Chrysocephalum apiculatum, known by the common names common everlasting and yellow buttons, is a perennial herb native to southern Australia. It is a member of the Asteraceae, the daisy family. The name "everlasting" was inspired by its use as a long-lasting cut flower. It is increasing in popularity in Australia as a cottage garden plant, but is still not well known.

==Description==
The common everlasting grows to around 40 centimeters high, with spreading horizontal stems that turn upwards as they get longer. The elongated silvery grey leaves clasp tightly to the stems and are covered in fine, silky hairs. The flower heads are yellow in color and spherical in shape, around 1 centimeter in diameter each, and often borne in clusters. The florets are minute. Like many daisies, it has seeds which are gradually dispersed on the wind. The seed germinates readily, but has a short viable life.

==Habitat==
The plant grows in full sun on light, well-drained soil in grassy areas. It can tolerate moderately salty wind and dry conditions. Severe pruning will also rejuvenate old plants. It is an important food plant for the Australian painted lady (Vanessa kershawi), a butterfly.

==Taxonomy==
Chrysocephalum apiculatum was first described as Gnaphalium apiculatum by Jacques Labillardière in 1806, but was transferred to the genus, Chrysocephalum, by Joachim Steetz in 1845.

» PROVIDED DATA:
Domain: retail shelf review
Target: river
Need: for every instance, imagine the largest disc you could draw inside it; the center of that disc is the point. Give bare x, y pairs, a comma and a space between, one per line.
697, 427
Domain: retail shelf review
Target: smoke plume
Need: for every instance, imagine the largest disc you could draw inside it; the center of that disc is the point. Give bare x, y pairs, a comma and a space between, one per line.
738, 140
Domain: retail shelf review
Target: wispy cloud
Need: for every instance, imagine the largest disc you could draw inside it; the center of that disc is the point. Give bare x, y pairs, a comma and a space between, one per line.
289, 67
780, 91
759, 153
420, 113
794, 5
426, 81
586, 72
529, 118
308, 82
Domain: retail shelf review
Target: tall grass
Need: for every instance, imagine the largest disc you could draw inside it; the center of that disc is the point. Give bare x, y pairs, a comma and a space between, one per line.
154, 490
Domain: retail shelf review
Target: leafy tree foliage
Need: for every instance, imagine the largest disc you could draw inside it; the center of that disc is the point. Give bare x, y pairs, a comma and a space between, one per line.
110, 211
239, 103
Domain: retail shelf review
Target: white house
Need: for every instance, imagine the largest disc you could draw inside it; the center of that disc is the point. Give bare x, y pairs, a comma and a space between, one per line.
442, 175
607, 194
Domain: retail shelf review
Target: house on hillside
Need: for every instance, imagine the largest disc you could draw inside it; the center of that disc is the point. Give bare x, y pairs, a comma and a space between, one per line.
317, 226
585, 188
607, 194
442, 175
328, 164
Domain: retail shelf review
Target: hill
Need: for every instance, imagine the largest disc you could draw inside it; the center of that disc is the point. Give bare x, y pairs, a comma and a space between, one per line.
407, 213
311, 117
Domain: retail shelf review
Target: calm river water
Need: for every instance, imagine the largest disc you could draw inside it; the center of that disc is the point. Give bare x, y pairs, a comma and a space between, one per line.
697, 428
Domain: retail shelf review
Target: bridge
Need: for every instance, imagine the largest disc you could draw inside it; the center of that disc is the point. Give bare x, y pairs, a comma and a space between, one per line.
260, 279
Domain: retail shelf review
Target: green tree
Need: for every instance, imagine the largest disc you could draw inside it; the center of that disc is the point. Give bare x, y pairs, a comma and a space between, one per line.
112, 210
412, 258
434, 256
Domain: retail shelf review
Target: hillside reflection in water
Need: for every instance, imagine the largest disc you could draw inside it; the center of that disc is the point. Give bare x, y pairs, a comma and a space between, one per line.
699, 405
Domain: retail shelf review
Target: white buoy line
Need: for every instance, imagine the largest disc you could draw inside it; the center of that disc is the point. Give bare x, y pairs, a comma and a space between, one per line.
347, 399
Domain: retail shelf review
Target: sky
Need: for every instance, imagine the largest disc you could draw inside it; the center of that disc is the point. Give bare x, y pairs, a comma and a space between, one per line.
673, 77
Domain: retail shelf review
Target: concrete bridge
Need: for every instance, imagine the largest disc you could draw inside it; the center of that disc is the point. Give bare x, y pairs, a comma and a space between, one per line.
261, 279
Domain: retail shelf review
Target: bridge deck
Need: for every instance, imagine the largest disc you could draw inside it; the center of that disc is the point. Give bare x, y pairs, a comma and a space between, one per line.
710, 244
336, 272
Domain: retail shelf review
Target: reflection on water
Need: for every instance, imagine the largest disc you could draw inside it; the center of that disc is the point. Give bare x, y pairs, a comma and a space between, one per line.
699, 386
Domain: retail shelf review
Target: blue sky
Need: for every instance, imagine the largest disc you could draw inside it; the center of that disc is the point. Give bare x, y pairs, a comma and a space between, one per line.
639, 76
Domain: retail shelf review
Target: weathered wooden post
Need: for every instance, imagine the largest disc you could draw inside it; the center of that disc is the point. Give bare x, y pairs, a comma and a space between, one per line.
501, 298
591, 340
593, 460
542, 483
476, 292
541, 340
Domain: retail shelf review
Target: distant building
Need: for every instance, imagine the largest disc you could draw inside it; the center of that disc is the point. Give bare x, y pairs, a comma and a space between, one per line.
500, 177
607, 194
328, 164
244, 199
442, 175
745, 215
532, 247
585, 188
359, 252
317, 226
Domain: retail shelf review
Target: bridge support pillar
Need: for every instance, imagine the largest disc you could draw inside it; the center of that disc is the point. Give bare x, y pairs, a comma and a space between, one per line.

» EXERCISE REQUIREMENTS:
1. From the text on common everlasting, extract the part from "Chrysocephalum apiculatum, known" up to and including "not well known.".
2. Using the text on common everlasting, decide whether each statement agrees with it. Answer yes or no, and quote the words that settle it.
(a) Each flower head is around 1 centimeter across.
(b) The seed remains viable for a long time.
(c) Jacques Labillardière moved the plant into the genus Chrysocephalum.
3. Summarize the text on common everlasting in two sentences.
Rely on the text alone, not on the lines.

» TASK RESULTS:
1.
Chrysocephalum apiculatum, known by the common names common everlasting and yellow buttons, is a perennial herb native to southern Australia. It is a member of the Asteraceae, the daisy family. The name "everlasting" was inspired by its use as a long-lasting cut flower. It is increasing in popularity in Australia as a cottage garden plant, but is still not well known.

2.
(a) Yes: "around 1 centimeter in diameter each"
(b) No: "The seed germinates readily, but has a short viable life."
(c) No: "was transferred to the genus, Chrysocephalum, by Joachim Steetz in 1845"

3. Chrysocephalum apiculatum, or common everlasting, is a perennial daisy native to southern Australia that grows to around 40 centimeters, with silvery grey leaves and clusters of small, spherical yellow flower heads. It grows in full sun on light, well-drained soil, tolerates moderately salty wind and dry conditions, and is an important food plant for the Australian painted lady butterfly.